CBS News - UPDATE: 10/6/2017 4:58 p.m.
Cook County medical examiners say the death of Kenneka Jenkins, the 19-year-old woman found dead in a walk-in freezer Sept. 10 at Crowne Plaza hotel in Rosemont, was an accident, with intoxication from alcohol and medication being contributing factors, reports CBS Chicago.
Jenkins died from hypothermia after being exposed to conditions of the walk-in freezer, the Medical Examiner's Office said in a news release issued Friday.
Toxicology tests detected alcohol and topiramate, an epilepsy/migraine medication, in the woman's system. Her blood-alcohol concentration (BAC) was 0.112, which is higher than the 0.08 BAC level that is considered as legally drunk for motorists in Illinois, the coroner's office said.
The autopsy determined the substantial factor in the death was cold exposure, and the alcohol and drug found in her system were capable of hastening the onset of hypothermia and death, the medical examiner's office found.
Jenkins did not have a prescription for the topiramate medication, her family reportedly told investigators. The amount of the drug in her system was in the "therapeutic range," the coroner's office said.
"Alcohol and topiramate are synergistic. When combined, the effect of either or both drugs is enhanced. Topiramate, like alcohol, can cause dizziness, impaired memory, impaired concentration, poor coordination, confusion and impaired judgment," the news release said. "Central nervous system depression, or impairment, combined with cold exposure can hasten the onset of hypothermia and death."
Jenkins' death became a flashpoint for controversy, with friends and family members questioning if foul play was involved, the station reports. The Chicago woman was reported missing after she went to a Sept. 8 party at the hotel.
Authorities early on suspected Jenkins walked into the freezer by accident. Surveillance video clips released of Jenkins wandering the hotel, including a kitchen area, show her walking by herself, and at some points appearing disoriented.
No video exists of Jenkins actually entering the freezer, hotel officials have said.
The autopsy found no evidence of an altercation with someone else before her death and no evidence of trauma due to abuse.
For days, the big question has been this: How did Kenneka Jenkins end up in a suburban Chicago hotel's walk-in freezer?
On Thursday, Chicago crisis responder Andrew Holmes tried to help shed some light on the 19-year-old Chicago woman's mysterious death, CBS Chicago station WBBM-TV reports.
++++
- [WORK TASK A]:
In the article about Kenneka Jenkins's death, what blood-alcohol concentration did toxicology tests find?
- [WORK TASK B]:
According to the news release quoted in the article about Kenneka Jenkins's death, what effects can topiramate cause? List all of them.
- [WORK TASK C]:
Continue the article about Kenneka Jenkins's death from its final sentence.
++++
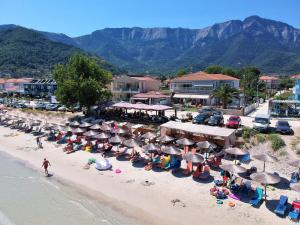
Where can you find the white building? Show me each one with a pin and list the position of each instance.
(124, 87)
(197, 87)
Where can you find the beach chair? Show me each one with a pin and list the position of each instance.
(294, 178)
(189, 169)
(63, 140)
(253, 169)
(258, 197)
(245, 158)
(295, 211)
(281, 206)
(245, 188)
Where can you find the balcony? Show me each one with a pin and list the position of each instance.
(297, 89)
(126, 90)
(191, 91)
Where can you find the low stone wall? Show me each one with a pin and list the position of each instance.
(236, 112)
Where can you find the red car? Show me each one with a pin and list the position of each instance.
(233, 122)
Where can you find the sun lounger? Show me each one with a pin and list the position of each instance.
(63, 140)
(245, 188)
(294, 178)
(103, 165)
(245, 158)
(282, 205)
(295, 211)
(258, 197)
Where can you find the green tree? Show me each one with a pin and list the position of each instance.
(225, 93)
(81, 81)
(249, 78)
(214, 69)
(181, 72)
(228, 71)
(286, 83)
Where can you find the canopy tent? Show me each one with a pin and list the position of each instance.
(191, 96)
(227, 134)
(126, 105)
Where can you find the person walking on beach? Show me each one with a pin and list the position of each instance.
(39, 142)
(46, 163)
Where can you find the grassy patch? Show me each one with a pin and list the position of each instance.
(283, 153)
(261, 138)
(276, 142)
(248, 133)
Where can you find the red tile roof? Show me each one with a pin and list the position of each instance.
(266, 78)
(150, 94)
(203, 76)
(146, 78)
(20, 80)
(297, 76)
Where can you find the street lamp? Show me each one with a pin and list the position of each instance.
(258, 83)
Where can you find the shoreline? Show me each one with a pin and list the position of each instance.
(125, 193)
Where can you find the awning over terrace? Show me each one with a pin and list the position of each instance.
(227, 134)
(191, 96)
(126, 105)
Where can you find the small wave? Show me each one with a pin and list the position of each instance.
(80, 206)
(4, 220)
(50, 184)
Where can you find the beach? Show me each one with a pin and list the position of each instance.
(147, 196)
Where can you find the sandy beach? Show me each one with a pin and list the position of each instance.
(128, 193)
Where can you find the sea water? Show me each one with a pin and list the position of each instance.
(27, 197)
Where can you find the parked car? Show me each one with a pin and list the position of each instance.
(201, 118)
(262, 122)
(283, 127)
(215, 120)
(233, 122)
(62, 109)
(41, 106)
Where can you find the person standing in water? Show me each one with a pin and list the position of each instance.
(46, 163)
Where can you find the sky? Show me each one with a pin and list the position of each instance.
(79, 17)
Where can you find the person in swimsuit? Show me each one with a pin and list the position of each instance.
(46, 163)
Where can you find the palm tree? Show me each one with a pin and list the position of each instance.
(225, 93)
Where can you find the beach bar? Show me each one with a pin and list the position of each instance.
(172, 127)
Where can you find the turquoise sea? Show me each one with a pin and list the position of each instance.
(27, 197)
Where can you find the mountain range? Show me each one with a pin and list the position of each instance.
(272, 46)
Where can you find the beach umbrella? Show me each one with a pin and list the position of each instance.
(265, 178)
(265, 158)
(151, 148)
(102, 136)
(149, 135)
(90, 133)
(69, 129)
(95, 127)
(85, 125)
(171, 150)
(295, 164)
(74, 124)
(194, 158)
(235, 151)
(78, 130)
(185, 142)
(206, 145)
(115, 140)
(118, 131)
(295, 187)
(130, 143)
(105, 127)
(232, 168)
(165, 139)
++++
- [EXERCISE RESPONSE A]:
0.112

- [EXERCISE RESPONSE B]:
Dizziness, impaired memory, impaired concentration, poor coordination, confusion and impaired judgment

- [EXERCISE RESPONSE C]:
Jenkins was found dead inside the freezer early Sunday after attending a party at the Crowne Plaza in Rosemont. Her family previously said she went to a party at the hotel with friends late Friday night. Her friends called family members Saturday morning to say they couldn't find her.
Holmes said he watched hotel surveillance video that shows Jenkins walking, on her own, into the freezer. She appeared to be trying to find her way back upstairs to the hotel lobby, trying different doors, Holmes said.
"We all wanted to know: Did anybody pull her down there? Did anybody force her down there? Was anybody on the other side in that room when she got down there? And the answer to that is no," Holmes said.
"She walked into that unsecured area that should have been secured," he said.
After news of her death broke, a social-media firestorm erupted, with some people suggesting Jenkins fell victim to foul play.
Protesters and family members converged on the hotel Wednesday, demanding answers from the village government and hotel operators. Another demonstration occurred Thursday evening; police said they took four people into custody.
Jenkins' mother addressed protesters Thursday night. She challenged much of what Holmes said and said that she has several unanswered questions about the investigation.
"It was a tragic accident," said Glenn Harston, a Crowne Plaza spokesperson.
He said the walk-in freezer has latches on both sides of the door but does not lock.
Police said they released the surveillance video to Jenkins' mother and to the Cook County Medical Examiner's Office, which requested the material. Autopsy and toxicology results are pending.
Also Thursday, the Crowne Plaza offered to pay for the funeral expenses for Jenkins.
Holmes, meanwhile, asked people to stop speculating and making accusations on social media. If someone thinks they have evidence, they should go to police directly, he said.
Holmes said he can't comment on all of the video he reviewed because police are still working on the case.
Rosemont police confirmed they looped Holmes into the case, saying they did so with the knowledge and consent of Jenkins' family.